Excerpted passage START

Met the rest of the Landscapes team today. Chatted with GL and SA about various plans going forward, which might mean some repository reorganization and the possibility of ODD chaining. Lots of work to do, but I think it will all be worthwhile for future linked data possibilities.
(Posting hours from yesterday). Met with GL to catch up and to discuss future plans. Plotted out some actions and then sent out a few questions regarding the TINA_NNM.
Time: 90 min
This post details a method used to fix the following problem:
XML files where downloaded through a web browser from revision.hcmc.uvic.ca. They were XML in UTF-8, but Apache didn't know that so it presented them as 8859-1, and the browser happily believed it. All Japanese characters inside the files therefore got borked.
Work proceeded without this being noticed, resulting in a pair of -ography files in the RADish part of the repo which had lots of useful work invested in them, but whose Japanese characters were all completely broken.
Googling around found the Python tool FTFY, which works a treat; it can disembork borken Unicode with remarkable effectiveness. The only situations where it failed were cases of a single isolated character which itself was an archaic or obsolete form.
So the question was how to present the isolated blocks of broken text to FTFY, get them fixed, and then re-integrate them into the file. This is how:
First I cloned the FTFY repo, and ran
python3 setup.py install to get a command-line tool (this works better than running stuff in the python interpreter). Then I wrote two XSLT files:
RADish/xsl/fix_chars_1_extract_text_nodes.xsl processes the original file, and finds all text nodes which are ancestor::*[@xml:lang='ja'] or parent::g. It replaces each text node with a temporary <distinct> element with a unique xml:id. It also creates a separate text file which consists of a list of each of those ids, followed by a colon, followed by the borken texten. Then:
ftfy -o outputfile.txt inputfile.txt
fixes almost all of the text inside that text file.
RADish/xsl/fix_chars_2_reinsert_text_nodes.xsl then reads the external file and builds a hashmap from it, then processes the temporary <distinct> elements back into text nodes containing the unborken Japanese.

Excerpted passage END
Supplied information START

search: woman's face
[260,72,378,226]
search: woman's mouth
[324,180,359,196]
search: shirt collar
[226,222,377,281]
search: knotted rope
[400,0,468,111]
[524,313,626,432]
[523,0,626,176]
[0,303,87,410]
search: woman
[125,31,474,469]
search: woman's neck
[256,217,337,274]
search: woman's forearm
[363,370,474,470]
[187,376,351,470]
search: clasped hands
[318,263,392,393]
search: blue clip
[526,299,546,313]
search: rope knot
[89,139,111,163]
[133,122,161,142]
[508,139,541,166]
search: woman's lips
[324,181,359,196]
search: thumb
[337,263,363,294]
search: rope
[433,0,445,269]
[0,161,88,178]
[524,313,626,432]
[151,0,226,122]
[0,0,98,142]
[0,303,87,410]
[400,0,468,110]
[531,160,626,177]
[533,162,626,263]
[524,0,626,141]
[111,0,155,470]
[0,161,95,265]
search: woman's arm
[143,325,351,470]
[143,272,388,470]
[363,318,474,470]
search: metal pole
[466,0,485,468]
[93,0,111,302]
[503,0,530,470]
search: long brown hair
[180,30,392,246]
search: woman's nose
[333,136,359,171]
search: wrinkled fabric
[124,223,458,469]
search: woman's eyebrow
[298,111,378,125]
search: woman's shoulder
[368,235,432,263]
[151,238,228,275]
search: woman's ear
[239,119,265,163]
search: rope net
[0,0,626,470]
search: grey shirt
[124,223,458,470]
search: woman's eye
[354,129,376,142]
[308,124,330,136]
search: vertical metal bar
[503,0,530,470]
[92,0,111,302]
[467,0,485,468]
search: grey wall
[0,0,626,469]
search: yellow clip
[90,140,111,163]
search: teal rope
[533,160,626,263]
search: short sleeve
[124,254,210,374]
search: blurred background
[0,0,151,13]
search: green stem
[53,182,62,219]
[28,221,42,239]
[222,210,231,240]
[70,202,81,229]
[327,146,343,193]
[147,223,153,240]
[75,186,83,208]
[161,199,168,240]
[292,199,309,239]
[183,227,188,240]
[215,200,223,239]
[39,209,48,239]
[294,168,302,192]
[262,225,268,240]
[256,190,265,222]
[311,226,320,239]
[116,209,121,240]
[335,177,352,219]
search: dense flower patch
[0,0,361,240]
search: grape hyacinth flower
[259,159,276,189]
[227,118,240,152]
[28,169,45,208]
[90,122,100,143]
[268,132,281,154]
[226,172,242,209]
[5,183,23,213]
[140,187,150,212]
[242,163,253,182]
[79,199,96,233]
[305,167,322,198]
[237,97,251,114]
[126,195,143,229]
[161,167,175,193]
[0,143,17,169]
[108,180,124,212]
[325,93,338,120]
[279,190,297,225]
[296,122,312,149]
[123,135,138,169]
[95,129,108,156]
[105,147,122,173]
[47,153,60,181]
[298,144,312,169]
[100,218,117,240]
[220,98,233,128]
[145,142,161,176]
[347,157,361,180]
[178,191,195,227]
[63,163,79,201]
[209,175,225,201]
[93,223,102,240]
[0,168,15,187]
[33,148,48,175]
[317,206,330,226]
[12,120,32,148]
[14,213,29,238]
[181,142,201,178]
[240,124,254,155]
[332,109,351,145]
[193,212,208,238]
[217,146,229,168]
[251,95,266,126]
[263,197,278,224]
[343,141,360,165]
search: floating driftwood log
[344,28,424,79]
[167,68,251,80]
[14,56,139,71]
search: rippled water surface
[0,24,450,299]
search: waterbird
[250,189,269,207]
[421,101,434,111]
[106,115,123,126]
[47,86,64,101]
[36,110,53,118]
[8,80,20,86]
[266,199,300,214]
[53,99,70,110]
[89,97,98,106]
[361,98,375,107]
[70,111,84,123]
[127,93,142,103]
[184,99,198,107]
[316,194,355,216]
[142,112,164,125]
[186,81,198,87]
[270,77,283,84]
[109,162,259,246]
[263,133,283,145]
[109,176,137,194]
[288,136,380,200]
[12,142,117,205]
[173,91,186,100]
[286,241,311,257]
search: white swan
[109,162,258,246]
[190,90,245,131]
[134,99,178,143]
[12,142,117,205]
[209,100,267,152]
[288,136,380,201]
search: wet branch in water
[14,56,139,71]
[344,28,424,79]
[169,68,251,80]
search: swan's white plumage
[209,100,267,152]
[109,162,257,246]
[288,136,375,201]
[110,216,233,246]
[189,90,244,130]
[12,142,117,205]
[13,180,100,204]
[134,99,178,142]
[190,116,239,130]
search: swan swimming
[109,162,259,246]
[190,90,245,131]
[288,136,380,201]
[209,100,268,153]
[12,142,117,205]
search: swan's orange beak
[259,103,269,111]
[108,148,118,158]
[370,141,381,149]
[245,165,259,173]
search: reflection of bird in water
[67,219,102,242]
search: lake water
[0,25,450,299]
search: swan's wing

Supplied information END

# Work to be completed
In the order they first appear in the project log, list every file name or path that ends in .xsl or .txt. None of the items is needed for this work.

# Task answer
- RADish/xsl/fix_chars_1_extract_text_nodes.xsl
- outputfile.txt
- inputfile.txt
- RADish/xsl/fix_chars_2_reinsert_text_nodes.xsl